## START DATA

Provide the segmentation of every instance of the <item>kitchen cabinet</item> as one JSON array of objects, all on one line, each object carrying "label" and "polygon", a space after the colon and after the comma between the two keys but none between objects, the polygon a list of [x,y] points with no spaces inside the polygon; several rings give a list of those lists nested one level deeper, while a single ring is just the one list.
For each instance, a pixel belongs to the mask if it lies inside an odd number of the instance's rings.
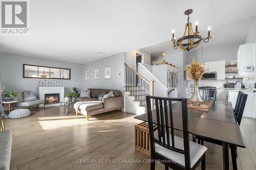
[{"label": "kitchen cabinet", "polygon": [[216,71],[216,62],[208,62],[204,63],[205,72]]},{"label": "kitchen cabinet", "polygon": [[[248,94],[246,104],[244,108],[243,116],[254,117],[254,93],[253,91],[242,90],[244,93]],[[228,102],[232,103],[233,108],[234,108],[237,98],[238,95],[238,90],[228,90]]]},{"label": "kitchen cabinet", "polygon": [[227,102],[227,91],[226,89],[216,89],[216,101]]},{"label": "kitchen cabinet", "polygon": [[[239,46],[237,53],[238,73],[239,77],[253,77],[254,67],[254,43],[242,44]],[[253,69],[247,69],[248,66],[252,66]]]},{"label": "kitchen cabinet", "polygon": [[225,60],[216,61],[217,80],[225,80],[226,77],[225,69]]},{"label": "kitchen cabinet", "polygon": [[[225,60],[208,62],[204,63],[205,64],[205,72],[217,72],[217,80],[225,80]],[[187,66],[191,66],[191,64],[188,64]],[[191,80],[186,73],[186,80]]]}]

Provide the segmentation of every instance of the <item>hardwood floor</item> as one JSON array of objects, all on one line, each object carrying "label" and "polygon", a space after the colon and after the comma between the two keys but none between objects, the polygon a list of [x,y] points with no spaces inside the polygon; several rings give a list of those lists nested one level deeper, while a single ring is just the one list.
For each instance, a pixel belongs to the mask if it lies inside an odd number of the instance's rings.
[{"label": "hardwood floor", "polygon": [[[87,122],[74,111],[60,113],[58,107],[31,110],[28,117],[4,120],[13,132],[11,169],[150,169],[143,162],[148,157],[134,149],[134,126],[141,121],[134,114],[115,111]],[[256,120],[243,117],[241,128],[247,148],[238,148],[238,169],[255,169]],[[206,169],[222,169],[222,148],[205,143]],[[164,167],[156,163],[156,169]]]}]

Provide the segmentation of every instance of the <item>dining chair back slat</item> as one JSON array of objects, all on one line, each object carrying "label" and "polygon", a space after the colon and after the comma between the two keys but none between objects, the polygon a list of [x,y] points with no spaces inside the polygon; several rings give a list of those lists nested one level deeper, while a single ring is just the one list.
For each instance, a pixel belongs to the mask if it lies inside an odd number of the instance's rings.
[{"label": "dining chair back slat", "polygon": [[[151,100],[156,103],[156,118],[157,124],[158,138],[154,136],[153,131],[153,114],[151,107],[147,107],[150,142],[152,148],[152,155],[154,155],[155,144],[157,143],[162,147],[173,151],[184,154],[186,167],[190,167],[189,140],[188,134],[188,120],[187,112],[187,101],[185,98],[167,98],[153,96],[146,96],[147,106],[151,106]],[[182,126],[184,141],[184,150],[175,147],[174,134],[173,116],[172,109],[172,102],[181,102],[182,106]],[[167,105],[168,104],[168,105]],[[169,109],[169,110],[168,110]],[[170,120],[169,122],[169,120]],[[169,135],[170,131],[170,138]],[[159,135],[160,134],[160,135]],[[172,142],[170,142],[170,141]]]},{"label": "dining chair back slat", "polygon": [[244,92],[241,92],[239,102],[238,102],[237,108],[236,109],[236,114],[235,113],[236,118],[237,120],[238,125],[240,126],[242,117],[244,113],[244,108],[246,104],[248,94],[245,94]]},{"label": "dining chair back slat", "polygon": [[237,101],[236,102],[236,105],[234,105],[234,114],[236,116],[237,116],[237,106],[238,105],[238,103],[240,100],[240,94],[241,93],[242,91],[239,90],[238,91],[238,97],[237,98]]}]

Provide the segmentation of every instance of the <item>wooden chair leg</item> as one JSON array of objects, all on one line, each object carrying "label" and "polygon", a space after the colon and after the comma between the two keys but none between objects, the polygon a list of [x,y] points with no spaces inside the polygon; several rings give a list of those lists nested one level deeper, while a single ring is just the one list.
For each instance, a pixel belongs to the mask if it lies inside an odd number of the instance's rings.
[{"label": "wooden chair leg", "polygon": [[205,170],[205,153],[204,154],[204,158],[202,160],[201,164],[201,169]]},{"label": "wooden chair leg", "polygon": [[151,159],[151,163],[150,164],[150,170],[155,170],[155,166],[156,165],[156,162],[155,160]]},{"label": "wooden chair leg", "polygon": [[236,146],[234,147],[234,151],[235,151],[235,153],[236,153],[236,157],[237,157],[237,158],[238,158],[238,152],[237,152],[237,150],[238,150],[238,148],[237,146]]},{"label": "wooden chair leg", "polygon": [[197,138],[196,138],[196,135],[193,135],[193,141],[194,142],[197,142]]},{"label": "wooden chair leg", "polygon": [[237,170],[237,158],[236,157],[236,151],[234,146],[230,145],[231,157],[232,158],[232,164],[233,165],[233,170]]}]

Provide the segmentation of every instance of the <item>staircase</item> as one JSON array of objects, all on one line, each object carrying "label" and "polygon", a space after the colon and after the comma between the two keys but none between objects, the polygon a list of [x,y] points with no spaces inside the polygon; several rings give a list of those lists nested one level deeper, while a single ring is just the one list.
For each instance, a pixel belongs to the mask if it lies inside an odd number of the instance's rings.
[{"label": "staircase", "polygon": [[[136,112],[134,113],[144,113],[146,110],[146,95],[154,95],[154,81],[146,80],[126,63],[124,63],[124,91],[127,95],[125,102],[133,103],[126,106],[126,111],[129,112],[131,107],[133,107],[132,109],[136,110],[133,111]],[[153,106],[152,104],[152,108]]]}]

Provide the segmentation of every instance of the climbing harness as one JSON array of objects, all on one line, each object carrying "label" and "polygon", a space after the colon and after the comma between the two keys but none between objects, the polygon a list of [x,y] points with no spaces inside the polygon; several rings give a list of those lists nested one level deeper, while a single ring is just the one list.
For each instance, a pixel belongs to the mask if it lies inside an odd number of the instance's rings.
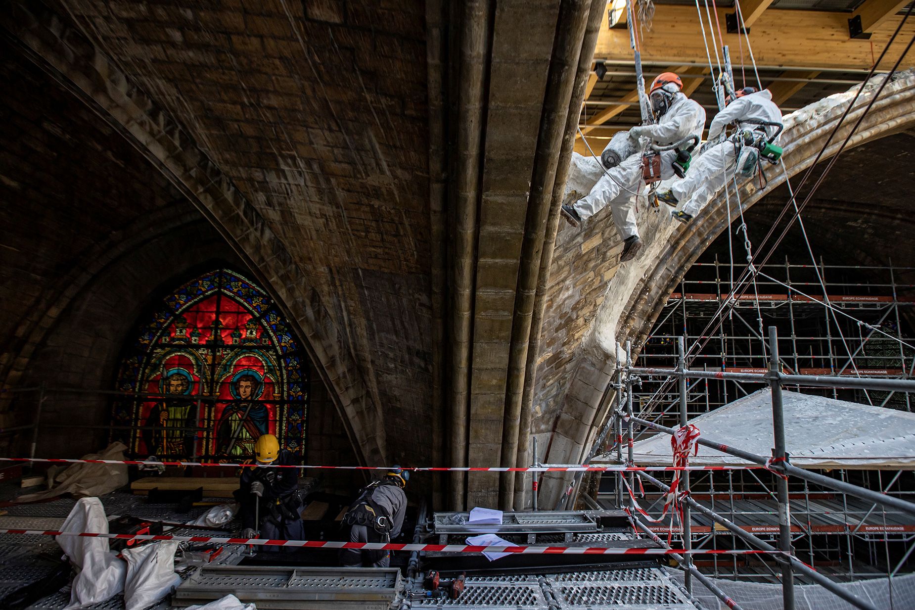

## END DATA

**SET EXERCISE**
Please copy the whole listing above line for line, without changing anything, and leave the pictures out.

**RESPONSE TO THIS EXERCISE**
Provide the segmentation of every instance of the <item>kitchen cabinet</item> as one JSON array of objects, all on one line, each object carrying "label" and "polygon", a space after the colon and after the comma between the two keys but none between objects, the polygon a list of [x,y] points with no spaces inside the polygon; several rings give a list of those lists nested one level deeper, while a single ring is just the one list.
For each instance, a pixel belongs to the mask if it lies inside an odd number of the instance's rings.
[{"label": "kitchen cabinet", "polygon": [[216,71],[216,62],[208,62],[204,63],[205,72]]},{"label": "kitchen cabinet", "polygon": [[[248,94],[246,104],[244,108],[243,116],[254,117],[254,93],[253,91],[242,90],[244,93]],[[228,102],[232,103],[233,108],[234,108],[237,98],[238,95],[238,90],[228,90]]]},{"label": "kitchen cabinet", "polygon": [[227,102],[227,91],[226,89],[216,89],[216,101]]},{"label": "kitchen cabinet", "polygon": [[[239,46],[237,53],[238,73],[239,77],[253,77],[254,67],[254,43],[242,44]],[[253,69],[247,69],[248,66],[252,66]]]},{"label": "kitchen cabinet", "polygon": [[225,60],[216,61],[217,80],[225,80],[226,77],[225,69]]},{"label": "kitchen cabinet", "polygon": [[[225,60],[208,62],[204,63],[205,64],[205,72],[217,72],[217,80],[225,80]],[[187,66],[191,66],[191,64],[188,64]],[[191,80],[186,73],[186,80]]]}]

Provide the segmentation of every instance of the <item>hardwood floor</item> as one JSON array of objects, all on one line, each object carrying "label" and "polygon", a space after the colon and after the comma between the two keys but none between objects, the polygon a list of [x,y] points with no spaces inside the polygon; several rings give a list of those lists nested one level deeper, while a single ring is just the one list.
For each instance, a pixel belongs to the mask if it lies inside an odd number of the instance's rings.
[{"label": "hardwood floor", "polygon": [[[87,122],[74,111],[60,113],[58,107],[31,110],[28,117],[4,120],[13,132],[11,169],[150,169],[143,162],[148,157],[134,149],[134,126],[141,121],[134,114],[115,111]],[[256,120],[243,117],[241,128],[247,148],[238,148],[238,169],[255,169]],[[206,169],[222,169],[222,148],[205,143]],[[164,167],[156,163],[156,169]]]}]

Provide the segmentation of every instance of the <item>dining chair back slat</item> as one JSON array of objects, all on one line, each object carrying "label" and "polygon", a space after the colon and after the comma between the two keys but none between objects, the polygon a list of [x,y] points with no spaces inside the polygon; several rings give a list of those lists nested one level deeper, while a single ring is just the one list.
For each instance, a pixel belongs to the mask if it lies inside an odd number of the instance's rings.
[{"label": "dining chair back slat", "polygon": [[[151,100],[156,103],[156,118],[157,124],[158,138],[154,136],[153,131],[153,114],[151,107],[147,107],[150,142],[152,148],[152,155],[154,155],[155,144],[157,143],[162,147],[173,151],[184,154],[186,167],[190,167],[189,140],[188,134],[188,120],[187,112],[187,101],[185,98],[167,98],[153,96],[146,96],[147,106],[151,106]],[[182,126],[184,141],[184,150],[175,147],[174,134],[173,116],[172,109],[172,102],[181,102],[182,106]],[[167,105],[168,104],[168,105]],[[169,109],[169,110],[168,110]],[[170,120],[169,122],[169,120]],[[169,135],[170,131],[170,138]],[[159,135],[160,134],[160,135]],[[172,142],[170,142],[170,141]]]},{"label": "dining chair back slat", "polygon": [[244,92],[241,92],[239,102],[238,102],[237,108],[236,109],[236,114],[235,113],[236,118],[237,120],[238,125],[240,126],[242,117],[244,113],[244,108],[246,104],[248,94],[245,94]]},{"label": "dining chair back slat", "polygon": [[237,101],[236,102],[236,105],[234,105],[234,114],[236,116],[237,116],[237,106],[238,105],[238,103],[240,100],[240,94],[241,93],[242,91],[239,90],[238,91],[238,97],[237,98]]}]

Provide the segmentation of every instance of the <item>wooden chair leg</item> as one JSON array of objects, all on one line, each object carrying "label" and "polygon", a space after the colon and after the comma between the two keys but none between objects, the polygon a list of [x,y] points with no spaces inside the polygon; several rings give a list of those lists nested one level deeper, while a single ring is just the one list.
For each instance, a pixel belongs to the mask if it lies inside an odd number of the instance's rings.
[{"label": "wooden chair leg", "polygon": [[205,170],[205,153],[204,154],[204,158],[202,160],[201,164],[201,169]]},{"label": "wooden chair leg", "polygon": [[151,159],[151,163],[150,164],[150,170],[155,170],[155,166],[156,165],[156,162],[155,160]]},{"label": "wooden chair leg", "polygon": [[236,146],[234,147],[234,151],[235,151],[235,153],[236,153],[236,157],[237,157],[237,158],[238,158],[238,152],[237,152],[237,150],[238,150],[238,148],[237,146]]},{"label": "wooden chair leg", "polygon": [[197,138],[196,138],[196,135],[193,135],[193,141],[194,142],[197,142]]},{"label": "wooden chair leg", "polygon": [[237,170],[237,158],[236,157],[236,151],[234,146],[230,145],[231,157],[232,158],[232,164],[233,165],[233,170]]}]

Provide the segmentation of every instance of the <item>staircase</item> as one JSON array of objects, all on one line, each object carrying "label" and "polygon", a space after the colon and after the comma between the two keys but none between objects, the polygon a list of [x,y] points with no spaces inside the polygon; several rings give a list of those lists nested one level deeper, while a single ring is just the one list.
For each instance, a pixel belongs to the mask if it lies inside an odd number of the instance's rings.
[{"label": "staircase", "polygon": [[[136,112],[134,113],[144,113],[146,110],[146,95],[154,95],[154,81],[146,80],[126,63],[124,63],[124,91],[127,95],[125,102],[133,103],[126,106],[126,111],[129,112],[131,107],[133,107],[132,109],[136,110],[133,111]],[[153,106],[152,104],[152,108]]]}]

Provide the segmentation of every instance of the climbing harness as one JSON array of objects, all on one line, each object carrying "label" and "polygon", a space after the colon and after the comma between the two keys but none between objects, the polygon a list of [x,y] points with no spaces inside the polygon; several rings give a list of those lists nested one level deeper, while a single ring is just the one list.
For each instance, a pixel belongs to the mask if it lies inside an odd number of the instance's rings.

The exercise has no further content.